::: EXCERPTED PASSAGE
Novel methods for analysing bacterial tracks reveal persistence in Rhodobacter sphaeroides.
Rosser G., Fletcher AG., Wilkinson DA., de Beyer JA., Yates CA., Armitage JP., Maini PK., Baker RE.
Tracking bacteria using video microscopy is a powerful experimental approach to probe their motile behaviour. The trajectories obtained contain much information relating to the complex patterns of bacterial motility. However, methods for the quantitative analysis of such data are limited. Most swimming bacteria move in approximately straight lines, interspersed with random reorientation phases. It is therefore necessary to segment observed tracks into swimming and reorientation phases to extract useful statistics. We present novel robust analysis tools to discern these two phases in tracks. Our methods comprise a simple and effective protocol for removing spurious tracks from tracking datasets, followed by analysis based on a two-state hidden Markov model, taking advantage of the availability of mutant strains that exhibit swimming-only or reorientating-only motion to generate an empirical prior distribution. Using simulated tracks with varying levels of added noise, we validate our methods and compare them with an existing heuristic method. To our knowledge this is the first example of a systematic assessment of analysis methods in this field. The new methods are substantially more robust to noise and introduce less systematic bias than the heuristic method. We apply our methods to tracks obtained from the bacterial species Rhodobacter sphaeroides and Escherichia coli. Our results demonstrate that R. sphaeroides exhibits persistence over the course of a tumbling event, which is a novel result with important implications in the study of this and similar species.
::::::
-- WORK TASK A --
According to the abstract, what kind of model does the analysis use?
-- WORK TASK B --
Please transcribe part of the abstract, starting with "Novel methods for" and going on through "PK., Baker RE.".
The data placed after this point come from a different source than the abstract.
::: DATA EXCERPT
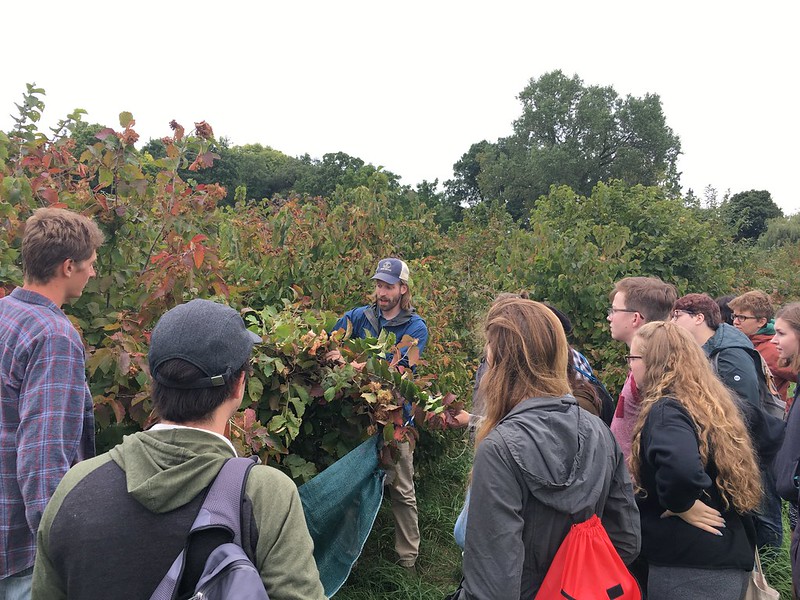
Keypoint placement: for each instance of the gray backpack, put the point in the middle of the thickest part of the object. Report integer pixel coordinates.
::::::
-- RESPONSE BOX A --
A two-state hidden Markov model.

-- RESPONSE BOX B --
Novel methods for analysing bacterial tracks reveal persistence in Rhodobacter sphaeroides.
Rosser G., Fletcher AG., Wilkinson DA., de Beyer JA., Yates CA., Armitage JP., Maini PK., Baker RE.